══ RECORDS FOR THIS TASK

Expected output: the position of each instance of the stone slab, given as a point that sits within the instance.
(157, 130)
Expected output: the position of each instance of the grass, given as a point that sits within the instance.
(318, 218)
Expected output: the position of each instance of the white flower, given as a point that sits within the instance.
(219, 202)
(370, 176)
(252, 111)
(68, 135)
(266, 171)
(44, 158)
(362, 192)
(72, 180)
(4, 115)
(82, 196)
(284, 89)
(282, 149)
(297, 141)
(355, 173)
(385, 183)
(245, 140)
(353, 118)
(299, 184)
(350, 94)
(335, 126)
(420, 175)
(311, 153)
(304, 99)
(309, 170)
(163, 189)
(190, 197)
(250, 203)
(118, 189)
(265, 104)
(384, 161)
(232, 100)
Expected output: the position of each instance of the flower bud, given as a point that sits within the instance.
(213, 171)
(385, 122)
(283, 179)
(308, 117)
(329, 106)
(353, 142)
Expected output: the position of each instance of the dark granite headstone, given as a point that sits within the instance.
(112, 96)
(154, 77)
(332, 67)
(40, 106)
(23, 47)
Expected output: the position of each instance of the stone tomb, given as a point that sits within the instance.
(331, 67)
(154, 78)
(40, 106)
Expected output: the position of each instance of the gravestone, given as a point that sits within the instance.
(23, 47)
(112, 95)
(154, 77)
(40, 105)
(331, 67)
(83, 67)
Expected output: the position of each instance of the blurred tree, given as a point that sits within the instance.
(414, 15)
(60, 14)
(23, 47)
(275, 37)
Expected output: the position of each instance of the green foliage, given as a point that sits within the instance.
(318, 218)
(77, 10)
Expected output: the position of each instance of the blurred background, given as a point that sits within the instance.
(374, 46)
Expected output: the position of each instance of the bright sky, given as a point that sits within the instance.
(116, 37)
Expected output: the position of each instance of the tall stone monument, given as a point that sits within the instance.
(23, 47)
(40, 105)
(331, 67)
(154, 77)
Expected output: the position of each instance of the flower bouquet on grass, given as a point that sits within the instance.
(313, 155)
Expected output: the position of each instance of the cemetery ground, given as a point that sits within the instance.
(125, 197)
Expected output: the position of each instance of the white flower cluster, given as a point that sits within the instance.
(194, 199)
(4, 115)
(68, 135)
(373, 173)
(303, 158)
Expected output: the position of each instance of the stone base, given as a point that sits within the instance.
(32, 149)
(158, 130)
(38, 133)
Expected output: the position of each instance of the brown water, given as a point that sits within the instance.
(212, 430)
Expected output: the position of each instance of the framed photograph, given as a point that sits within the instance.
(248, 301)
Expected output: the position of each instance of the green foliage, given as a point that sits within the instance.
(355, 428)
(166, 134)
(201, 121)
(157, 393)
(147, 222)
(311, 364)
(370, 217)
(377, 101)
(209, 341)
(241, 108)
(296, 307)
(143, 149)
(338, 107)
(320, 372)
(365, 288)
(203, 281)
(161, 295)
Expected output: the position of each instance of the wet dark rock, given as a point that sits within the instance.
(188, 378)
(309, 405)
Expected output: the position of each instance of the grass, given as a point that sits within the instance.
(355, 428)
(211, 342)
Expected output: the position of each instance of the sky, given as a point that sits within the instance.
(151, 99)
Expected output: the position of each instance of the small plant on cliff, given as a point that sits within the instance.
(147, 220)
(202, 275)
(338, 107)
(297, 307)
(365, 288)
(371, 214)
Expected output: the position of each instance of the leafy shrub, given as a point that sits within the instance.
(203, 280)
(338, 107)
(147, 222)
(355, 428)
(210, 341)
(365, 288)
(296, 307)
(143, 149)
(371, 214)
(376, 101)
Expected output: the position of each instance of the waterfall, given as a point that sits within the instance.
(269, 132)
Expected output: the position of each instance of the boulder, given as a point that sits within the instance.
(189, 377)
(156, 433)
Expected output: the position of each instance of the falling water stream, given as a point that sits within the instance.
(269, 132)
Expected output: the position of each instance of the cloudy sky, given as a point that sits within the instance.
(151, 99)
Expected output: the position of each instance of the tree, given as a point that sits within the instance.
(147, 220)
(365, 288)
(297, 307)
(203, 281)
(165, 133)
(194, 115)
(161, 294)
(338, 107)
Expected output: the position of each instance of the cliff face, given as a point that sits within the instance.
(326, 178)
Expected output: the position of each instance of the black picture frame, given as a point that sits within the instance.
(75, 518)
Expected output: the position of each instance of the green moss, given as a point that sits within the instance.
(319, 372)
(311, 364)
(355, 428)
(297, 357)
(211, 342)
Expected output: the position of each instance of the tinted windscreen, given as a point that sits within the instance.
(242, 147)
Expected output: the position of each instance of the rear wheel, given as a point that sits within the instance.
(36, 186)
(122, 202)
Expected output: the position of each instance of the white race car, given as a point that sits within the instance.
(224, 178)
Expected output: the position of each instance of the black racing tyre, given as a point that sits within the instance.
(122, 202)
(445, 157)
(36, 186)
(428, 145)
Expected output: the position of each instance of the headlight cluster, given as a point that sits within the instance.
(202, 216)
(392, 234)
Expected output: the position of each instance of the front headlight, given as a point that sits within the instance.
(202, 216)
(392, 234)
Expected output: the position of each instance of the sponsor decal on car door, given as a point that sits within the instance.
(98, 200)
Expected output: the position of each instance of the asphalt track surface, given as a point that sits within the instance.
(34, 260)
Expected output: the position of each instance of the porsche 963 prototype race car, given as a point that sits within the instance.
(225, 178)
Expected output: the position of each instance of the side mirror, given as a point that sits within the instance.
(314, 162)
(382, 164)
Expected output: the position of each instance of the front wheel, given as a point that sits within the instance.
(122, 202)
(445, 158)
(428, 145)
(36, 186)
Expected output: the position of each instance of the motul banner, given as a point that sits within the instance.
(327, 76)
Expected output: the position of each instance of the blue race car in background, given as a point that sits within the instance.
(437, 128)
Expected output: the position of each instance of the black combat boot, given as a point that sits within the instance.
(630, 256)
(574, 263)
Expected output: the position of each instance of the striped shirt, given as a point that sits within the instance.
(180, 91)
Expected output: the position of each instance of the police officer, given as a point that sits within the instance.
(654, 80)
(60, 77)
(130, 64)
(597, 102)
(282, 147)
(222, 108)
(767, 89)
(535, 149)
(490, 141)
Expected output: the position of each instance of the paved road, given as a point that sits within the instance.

════

* **EXERCISE DIRECTIONS**
Could you retype all of the material word for word?

* **TASK RESPONSE**
Expected output: the position of each instance of the stone slab, given as a point that sits within the instance.
(157, 130)
Expected output: the position of each instance of the grass, given as a point that sits within the instance.
(318, 218)
Expected output: the position of each instance of the white flower, given as a point that sits within the instance.
(219, 202)
(370, 176)
(252, 111)
(68, 135)
(266, 171)
(44, 158)
(362, 192)
(72, 180)
(4, 115)
(82, 196)
(284, 89)
(282, 149)
(297, 141)
(355, 173)
(385, 183)
(245, 140)
(353, 118)
(299, 184)
(350, 94)
(335, 126)
(420, 175)
(311, 153)
(304, 99)
(309, 170)
(163, 189)
(190, 197)
(250, 203)
(118, 189)
(265, 104)
(384, 161)
(232, 100)
Expected output: the position of each instance of the flower bud, given as a point that sits within the instance.
(213, 171)
(385, 122)
(283, 179)
(308, 117)
(329, 106)
(353, 142)
Expected output: the position of each instance of the dark granite headstone, given as a point that sits within the instance.
(112, 96)
(154, 77)
(332, 67)
(40, 106)
(23, 47)
Expected output: the position of each instance of the stone tomb, given as a point that sits within the instance.
(331, 67)
(154, 78)
(40, 106)
Expected output: the position of each instance of the gravestone, given as a point that sits within the instance.
(23, 47)
(112, 95)
(154, 77)
(40, 105)
(331, 67)
(83, 67)
Expected output: the position of each instance of the blurred tree, given as a point that sits within the instance.
(414, 15)
(60, 14)
(23, 47)
(275, 37)
Expected output: the position of each instance of the green foliage, given as a point that sits within the instance.
(318, 218)
(77, 10)
Expected output: the position of each instance of the blurred background, given as a point that sits within the instance.
(374, 46)
Expected output: the position of each instance of the bright sky, given as a point that sits within the instance.
(116, 37)
Expected output: the position of each instance of the tall stone monument, given as a point that sits within the instance.
(23, 47)
(40, 105)
(331, 67)
(154, 77)
Expected output: the position of each instance of the flower bouquet on grass, given as a point that sits within the instance.
(313, 155)
Expected output: the position of each instance of the cemetery ground, given as a point that sits within the instance.
(125, 197)
Expected output: the position of each instance of the white flower cluster, given as a point that sits within the instance.
(194, 199)
(4, 115)
(68, 135)
(373, 173)
(303, 158)
Expected output: the position of each instance of the stone base, given as a point that sits within the instance.
(32, 149)
(158, 130)
(38, 133)
Expected output: the position of each instance of the brown water, given as a point that sits within the instance.
(212, 430)
Expected output: the position of each instance of the framed photograph, given as a point that sits within the instance.
(248, 301)
Expected output: the position of each instance of the green foliage, given as a point that sits within the instance.
(355, 428)
(166, 134)
(201, 121)
(157, 393)
(147, 222)
(311, 364)
(370, 217)
(377, 101)
(209, 341)
(241, 108)
(296, 307)
(143, 149)
(338, 107)
(320, 372)
(365, 288)
(203, 281)
(161, 295)
Expected output: the position of each instance of the wet dark rock, given as a point that sits within the instance.
(188, 378)
(309, 405)
Expected output: the position of each instance of the grass, given as a point that sits within the instance.
(355, 428)
(211, 342)
Expected output: the position of each instance of the sky, given as a point that sits within the instance.
(151, 99)
Expected output: the position of each instance of the small plant on cliff, given as a point that sits within the instance.
(147, 220)
(202, 275)
(338, 107)
(297, 307)
(365, 288)
(371, 214)
Expected output: the position of each instance of the leafy shrub, given as a point that sits within the instance.
(203, 280)
(338, 107)
(147, 222)
(355, 428)
(210, 341)
(365, 288)
(296, 307)
(143, 149)
(371, 214)
(376, 101)
Expected output: the position of each instance of the waterfall, given as a point that sits within the instance.
(269, 132)
Expected output: the position of each instance of the boulder, given as a point that sits within the instance.
(189, 377)
(156, 433)
Expected output: the position of each instance of the falling water stream, given as a point that sits within the instance.
(269, 132)
Expected output: the position of each instance of the cloudy sky, given as a point that sits within the instance.
(151, 99)
Expected output: the position of each instance of the tree, given as a point that sits within the instance.
(147, 220)
(365, 288)
(297, 307)
(203, 281)
(165, 133)
(194, 115)
(161, 294)
(338, 107)
Expected output: the position of each instance of the cliff face, given as a point that sits within the instance.
(326, 178)
Expected output: the position of each instance of the black picture frame, given as a point that sits within the instance.
(75, 518)
Expected output: the position of each instance of the green moss, given as a point that sits within the instance.
(319, 372)
(311, 364)
(355, 428)
(297, 357)
(211, 342)
Expected output: the position of each instance of the tinted windscreen, given as a point that sits within the instance.
(242, 147)
Expected output: the position of each instance of the rear wheel, given as a point that sits within the instance.
(36, 186)
(122, 202)
Expected output: the position of each instance of the white race car, given as a point that sits within the instance.
(224, 178)
Expected output: the position of each instance of the black racing tyre, given as a point that sits within the instance.
(122, 202)
(445, 157)
(36, 186)
(428, 145)
Expected output: the position of each instance of the headlight cluster, given as a point that sits within the instance.
(202, 216)
(392, 234)
Expected output: the position of each instance of the front headlight, given as a point that sits within the instance.
(202, 216)
(392, 234)
Expected output: the position of each instance of the sponsor decal on car door, given as a point that sits within the instance.
(98, 200)
Expected output: the position of each instance of the asphalt track surface, given as a point that sits within the instance.
(34, 260)
Expected output: the position of each instance of the porsche 963 prototype race car, given as a point that sits within the instance.
(225, 178)
Expected output: the position of each instance of the side mirror, given as a point that sits within the instance.
(314, 162)
(382, 164)
Expected output: the position of each instance of the front wheel, given as a point that sits within the instance.
(122, 202)
(445, 158)
(428, 145)
(36, 186)
Expected output: the position of each instance of the motul banner, given as a point that sits within the instance.
(327, 76)
Expected output: the position of each instance of the blue race car in background, given as a point that sits within the instance.
(437, 128)
Expected output: the position of each instance of the black combat boot, given as a point that sits within the instance.
(630, 256)
(574, 263)
Expected output: the position of each instance of the striped shirt, given as a point that sits within the instance.
(180, 91)
Expected output: the position of each instance of the police officer, given as a point that sits within the instance.
(654, 80)
(60, 77)
(130, 64)
(597, 102)
(282, 147)
(222, 108)
(767, 89)
(535, 149)
(490, 141)
Expected output: the position of each instance of the paved road, given as a point that sits within the instance.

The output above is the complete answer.